Excerpts from point annotation data:
----
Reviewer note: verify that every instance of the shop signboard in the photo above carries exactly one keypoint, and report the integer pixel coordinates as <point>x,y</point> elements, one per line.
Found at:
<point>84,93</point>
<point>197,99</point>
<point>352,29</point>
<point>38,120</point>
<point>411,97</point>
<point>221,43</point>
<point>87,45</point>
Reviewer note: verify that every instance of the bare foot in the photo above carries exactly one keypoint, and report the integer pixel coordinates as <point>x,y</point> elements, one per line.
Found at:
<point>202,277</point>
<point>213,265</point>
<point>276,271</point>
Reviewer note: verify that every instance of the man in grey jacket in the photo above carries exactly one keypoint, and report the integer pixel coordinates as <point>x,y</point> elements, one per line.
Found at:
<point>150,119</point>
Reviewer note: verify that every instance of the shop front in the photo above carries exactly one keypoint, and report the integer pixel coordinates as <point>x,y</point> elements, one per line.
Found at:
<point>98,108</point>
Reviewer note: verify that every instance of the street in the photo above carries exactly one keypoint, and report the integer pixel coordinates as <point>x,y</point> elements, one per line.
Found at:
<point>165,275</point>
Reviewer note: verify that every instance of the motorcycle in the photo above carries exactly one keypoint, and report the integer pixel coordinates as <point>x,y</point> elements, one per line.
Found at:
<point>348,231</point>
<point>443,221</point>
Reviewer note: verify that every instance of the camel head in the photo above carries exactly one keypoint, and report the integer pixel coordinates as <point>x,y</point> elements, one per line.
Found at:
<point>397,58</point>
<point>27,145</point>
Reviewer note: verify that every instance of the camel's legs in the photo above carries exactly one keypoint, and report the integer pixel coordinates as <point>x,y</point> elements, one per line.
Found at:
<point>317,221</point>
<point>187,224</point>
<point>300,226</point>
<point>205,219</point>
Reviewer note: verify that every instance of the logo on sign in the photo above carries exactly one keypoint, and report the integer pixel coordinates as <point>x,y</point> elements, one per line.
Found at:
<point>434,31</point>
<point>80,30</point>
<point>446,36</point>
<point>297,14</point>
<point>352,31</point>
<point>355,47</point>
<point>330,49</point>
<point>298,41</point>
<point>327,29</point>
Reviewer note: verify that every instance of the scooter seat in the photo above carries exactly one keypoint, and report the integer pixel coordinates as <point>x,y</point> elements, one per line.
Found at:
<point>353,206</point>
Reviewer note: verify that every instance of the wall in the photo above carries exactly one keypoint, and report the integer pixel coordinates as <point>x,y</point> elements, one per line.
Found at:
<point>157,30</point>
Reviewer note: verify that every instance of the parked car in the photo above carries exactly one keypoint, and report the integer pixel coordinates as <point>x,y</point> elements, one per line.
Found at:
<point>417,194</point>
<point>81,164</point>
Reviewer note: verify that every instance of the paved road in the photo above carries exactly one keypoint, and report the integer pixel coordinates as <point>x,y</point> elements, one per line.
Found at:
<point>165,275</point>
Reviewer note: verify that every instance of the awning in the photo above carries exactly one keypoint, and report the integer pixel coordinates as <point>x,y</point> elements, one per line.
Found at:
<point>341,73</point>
----
— Problem description —
Return, unchanged, the data above from the line containing "Reviewer note: verify that every instance of the parked" through the final line, including both.

— Written solution —
Reviewer note: verify that every instance of the parked car in the photo above carries exactly one keypoint, and report the integer pixel coordinates as <point>x,y</point> elements, one per line.
Found at:
<point>417,194</point>
<point>81,164</point>
Reviewer note: verify that every instance of the paved road in the photo above carries exactly one keypoint, and report the integer pixel coordinates as <point>x,y</point> elements, one per line.
Found at:
<point>165,275</point>
Reviewer note: verify that every instance of the awning in the photo above carries exactly one keypoint, and report the integer pixel coordinates as <point>x,y</point> elements, one per line.
Found at:
<point>341,73</point>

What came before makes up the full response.